Your instructions -
Rewrite the article about Asya Polatli's treatment below, starting with "He said that" and going on through "make the list.", with "promises" changed to "pledges".

Document section -
§

The parents of eleven-month-old Turkish Cypriot infant, Asya Polatli, are finally hopeful now that their child is receiving treatment but are also eagerly awaiting the arrival of key medication.

“This is the first time we have come so close to [her] recovery, we are excited,” her father Ozan Polatli said outside the Makarios hospital in Nicosia.

Asya was admitted to hospital on September 27 to undergo gene treatment for rare, life-shortening spinal muscular atrophy (SMA).

Ozan told daily Yeni Duzen that they are counting down the days until her gene therapy medication – Zolgensma – arrives, saying that they cannot be fully satisfied until Asya receives the medicine.

He said that they had received many promises in the past but were let down.

The family even applied for free treatment in Switzerland, where 100 children with the disease are treated each year without cost but Asya did not make the list.

§

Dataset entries
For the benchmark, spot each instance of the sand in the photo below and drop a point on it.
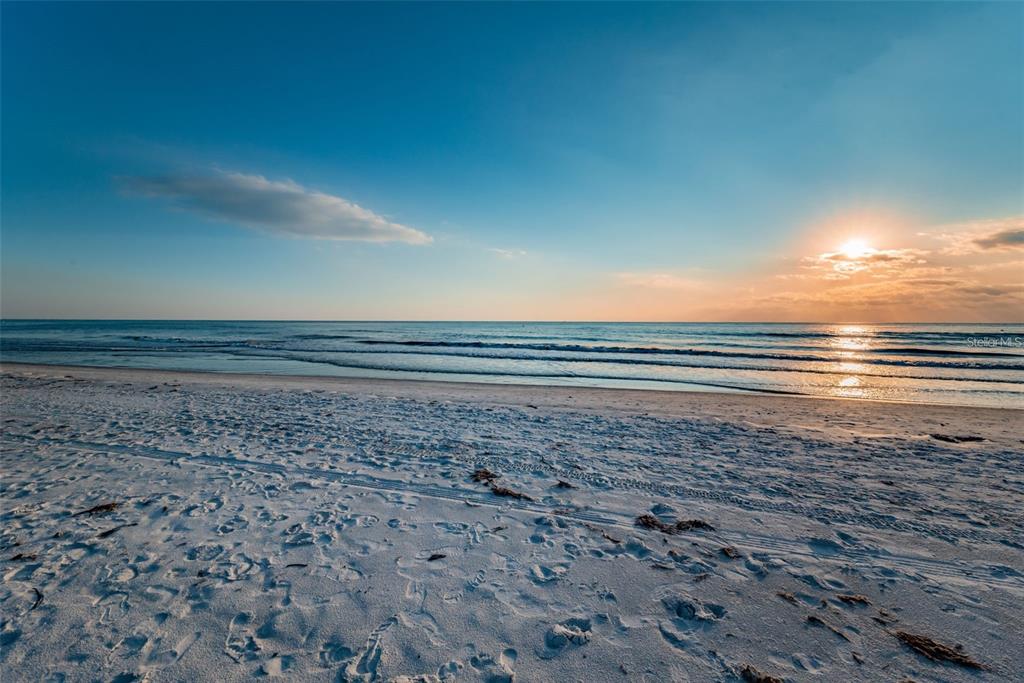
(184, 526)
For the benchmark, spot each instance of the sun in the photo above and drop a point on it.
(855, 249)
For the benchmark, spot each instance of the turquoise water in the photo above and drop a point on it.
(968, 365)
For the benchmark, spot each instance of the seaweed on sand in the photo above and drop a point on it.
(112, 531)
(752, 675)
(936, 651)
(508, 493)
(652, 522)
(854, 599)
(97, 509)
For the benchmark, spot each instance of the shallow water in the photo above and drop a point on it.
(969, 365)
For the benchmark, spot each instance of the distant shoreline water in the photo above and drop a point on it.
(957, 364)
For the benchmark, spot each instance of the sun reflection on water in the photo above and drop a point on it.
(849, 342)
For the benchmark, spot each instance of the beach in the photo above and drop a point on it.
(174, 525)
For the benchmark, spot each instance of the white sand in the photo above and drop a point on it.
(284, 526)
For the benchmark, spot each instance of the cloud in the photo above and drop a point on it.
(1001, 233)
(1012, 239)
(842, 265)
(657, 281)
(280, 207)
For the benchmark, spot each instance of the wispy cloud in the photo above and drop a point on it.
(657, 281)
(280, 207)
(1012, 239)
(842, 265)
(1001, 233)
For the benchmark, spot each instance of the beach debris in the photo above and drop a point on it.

§

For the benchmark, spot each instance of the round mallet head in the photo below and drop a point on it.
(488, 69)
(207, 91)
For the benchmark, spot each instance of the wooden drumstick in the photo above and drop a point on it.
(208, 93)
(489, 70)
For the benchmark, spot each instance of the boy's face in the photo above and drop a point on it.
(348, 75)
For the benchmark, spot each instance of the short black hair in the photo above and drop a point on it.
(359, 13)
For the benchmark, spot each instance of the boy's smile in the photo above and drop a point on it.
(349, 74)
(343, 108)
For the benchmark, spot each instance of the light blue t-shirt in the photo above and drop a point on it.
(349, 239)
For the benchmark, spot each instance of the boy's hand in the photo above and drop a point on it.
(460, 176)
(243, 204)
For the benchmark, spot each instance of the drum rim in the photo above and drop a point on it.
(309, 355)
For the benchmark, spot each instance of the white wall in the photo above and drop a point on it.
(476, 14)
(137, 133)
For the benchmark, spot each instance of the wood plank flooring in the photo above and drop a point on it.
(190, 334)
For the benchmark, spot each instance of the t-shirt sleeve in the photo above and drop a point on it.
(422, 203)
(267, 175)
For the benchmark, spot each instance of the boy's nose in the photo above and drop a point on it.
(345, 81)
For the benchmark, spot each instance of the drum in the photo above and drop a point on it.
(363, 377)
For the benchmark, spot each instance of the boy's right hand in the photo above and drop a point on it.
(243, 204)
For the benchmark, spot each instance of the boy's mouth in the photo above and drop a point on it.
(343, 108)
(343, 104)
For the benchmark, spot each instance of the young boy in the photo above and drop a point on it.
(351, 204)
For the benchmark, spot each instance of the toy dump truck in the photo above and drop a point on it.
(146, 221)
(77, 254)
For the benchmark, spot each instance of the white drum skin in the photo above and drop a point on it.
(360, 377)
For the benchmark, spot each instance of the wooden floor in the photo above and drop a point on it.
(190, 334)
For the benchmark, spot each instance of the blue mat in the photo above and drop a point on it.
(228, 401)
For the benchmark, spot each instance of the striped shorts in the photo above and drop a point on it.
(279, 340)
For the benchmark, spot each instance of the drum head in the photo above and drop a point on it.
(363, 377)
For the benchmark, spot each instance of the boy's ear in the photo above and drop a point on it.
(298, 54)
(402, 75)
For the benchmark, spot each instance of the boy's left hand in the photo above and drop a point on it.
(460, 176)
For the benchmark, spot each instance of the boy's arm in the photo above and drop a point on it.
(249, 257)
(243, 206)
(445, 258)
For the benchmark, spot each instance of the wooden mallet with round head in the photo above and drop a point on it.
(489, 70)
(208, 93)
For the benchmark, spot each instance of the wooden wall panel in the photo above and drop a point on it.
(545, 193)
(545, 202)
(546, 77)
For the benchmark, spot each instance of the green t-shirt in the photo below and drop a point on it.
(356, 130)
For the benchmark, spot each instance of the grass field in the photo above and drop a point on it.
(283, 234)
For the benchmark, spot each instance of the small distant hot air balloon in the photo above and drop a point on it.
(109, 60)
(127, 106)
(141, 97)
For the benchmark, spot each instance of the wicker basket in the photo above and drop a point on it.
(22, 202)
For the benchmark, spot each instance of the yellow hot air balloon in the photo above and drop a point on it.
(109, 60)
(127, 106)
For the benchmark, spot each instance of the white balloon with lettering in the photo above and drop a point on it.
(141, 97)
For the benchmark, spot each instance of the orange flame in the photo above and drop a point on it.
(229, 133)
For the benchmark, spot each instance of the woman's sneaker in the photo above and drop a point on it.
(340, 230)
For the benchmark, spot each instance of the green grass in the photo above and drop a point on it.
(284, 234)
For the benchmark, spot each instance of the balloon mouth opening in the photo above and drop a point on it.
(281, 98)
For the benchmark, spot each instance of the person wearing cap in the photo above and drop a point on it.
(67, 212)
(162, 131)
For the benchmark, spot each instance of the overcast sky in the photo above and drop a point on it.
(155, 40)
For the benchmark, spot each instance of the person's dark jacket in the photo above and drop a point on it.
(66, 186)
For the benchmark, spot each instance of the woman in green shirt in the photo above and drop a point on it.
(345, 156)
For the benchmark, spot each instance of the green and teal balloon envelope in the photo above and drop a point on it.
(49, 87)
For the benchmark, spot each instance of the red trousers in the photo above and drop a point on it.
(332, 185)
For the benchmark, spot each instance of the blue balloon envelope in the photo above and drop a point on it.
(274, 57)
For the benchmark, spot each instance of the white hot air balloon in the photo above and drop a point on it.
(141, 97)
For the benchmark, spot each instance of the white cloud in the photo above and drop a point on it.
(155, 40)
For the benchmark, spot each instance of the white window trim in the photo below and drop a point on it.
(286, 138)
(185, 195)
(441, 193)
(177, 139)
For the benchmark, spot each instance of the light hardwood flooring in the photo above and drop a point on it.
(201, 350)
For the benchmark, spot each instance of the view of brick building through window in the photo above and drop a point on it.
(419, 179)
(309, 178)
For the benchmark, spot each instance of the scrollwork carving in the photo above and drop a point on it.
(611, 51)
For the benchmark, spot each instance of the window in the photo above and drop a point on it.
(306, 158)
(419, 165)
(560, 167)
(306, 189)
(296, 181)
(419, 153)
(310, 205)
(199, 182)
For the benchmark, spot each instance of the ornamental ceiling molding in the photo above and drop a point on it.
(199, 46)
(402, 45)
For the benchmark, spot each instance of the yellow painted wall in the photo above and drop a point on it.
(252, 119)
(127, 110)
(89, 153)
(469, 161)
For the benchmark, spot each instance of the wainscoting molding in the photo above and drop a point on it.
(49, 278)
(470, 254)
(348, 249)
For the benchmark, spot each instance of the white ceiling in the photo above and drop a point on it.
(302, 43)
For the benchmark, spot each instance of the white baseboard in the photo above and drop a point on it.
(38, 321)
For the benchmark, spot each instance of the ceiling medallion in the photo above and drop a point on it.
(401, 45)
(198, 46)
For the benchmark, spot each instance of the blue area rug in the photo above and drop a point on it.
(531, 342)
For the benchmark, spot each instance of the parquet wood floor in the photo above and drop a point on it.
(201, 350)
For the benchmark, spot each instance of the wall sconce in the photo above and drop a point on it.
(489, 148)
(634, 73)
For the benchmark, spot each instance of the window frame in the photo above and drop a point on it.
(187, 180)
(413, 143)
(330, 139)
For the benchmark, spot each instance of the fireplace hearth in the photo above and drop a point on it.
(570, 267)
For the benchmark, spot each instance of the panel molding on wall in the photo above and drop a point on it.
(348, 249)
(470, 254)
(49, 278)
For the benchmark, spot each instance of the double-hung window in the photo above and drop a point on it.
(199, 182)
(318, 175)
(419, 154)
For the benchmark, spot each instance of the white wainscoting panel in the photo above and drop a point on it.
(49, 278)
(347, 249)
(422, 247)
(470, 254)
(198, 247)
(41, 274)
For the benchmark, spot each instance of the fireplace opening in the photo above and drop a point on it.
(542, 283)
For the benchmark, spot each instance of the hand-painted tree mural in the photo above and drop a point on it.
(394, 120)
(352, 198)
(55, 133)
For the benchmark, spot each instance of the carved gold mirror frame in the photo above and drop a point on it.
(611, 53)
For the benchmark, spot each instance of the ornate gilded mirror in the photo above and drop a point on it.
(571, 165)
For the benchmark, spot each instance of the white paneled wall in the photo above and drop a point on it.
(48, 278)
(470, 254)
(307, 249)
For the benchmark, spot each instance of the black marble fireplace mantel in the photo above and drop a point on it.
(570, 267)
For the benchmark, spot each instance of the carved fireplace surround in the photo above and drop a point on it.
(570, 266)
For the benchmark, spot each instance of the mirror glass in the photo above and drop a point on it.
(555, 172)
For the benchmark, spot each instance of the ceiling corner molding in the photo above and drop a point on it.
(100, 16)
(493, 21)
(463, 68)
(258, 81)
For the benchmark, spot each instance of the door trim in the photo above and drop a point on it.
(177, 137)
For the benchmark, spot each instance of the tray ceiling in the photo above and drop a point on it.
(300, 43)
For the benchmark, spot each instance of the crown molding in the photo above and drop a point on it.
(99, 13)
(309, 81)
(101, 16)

§

Result for this exercise -
He said that they had received many pledges in the past but were let down.

The family even applied for free treatment in Switzerland, where 100 children with the disease are treated each year without cost but Asya did not make the list.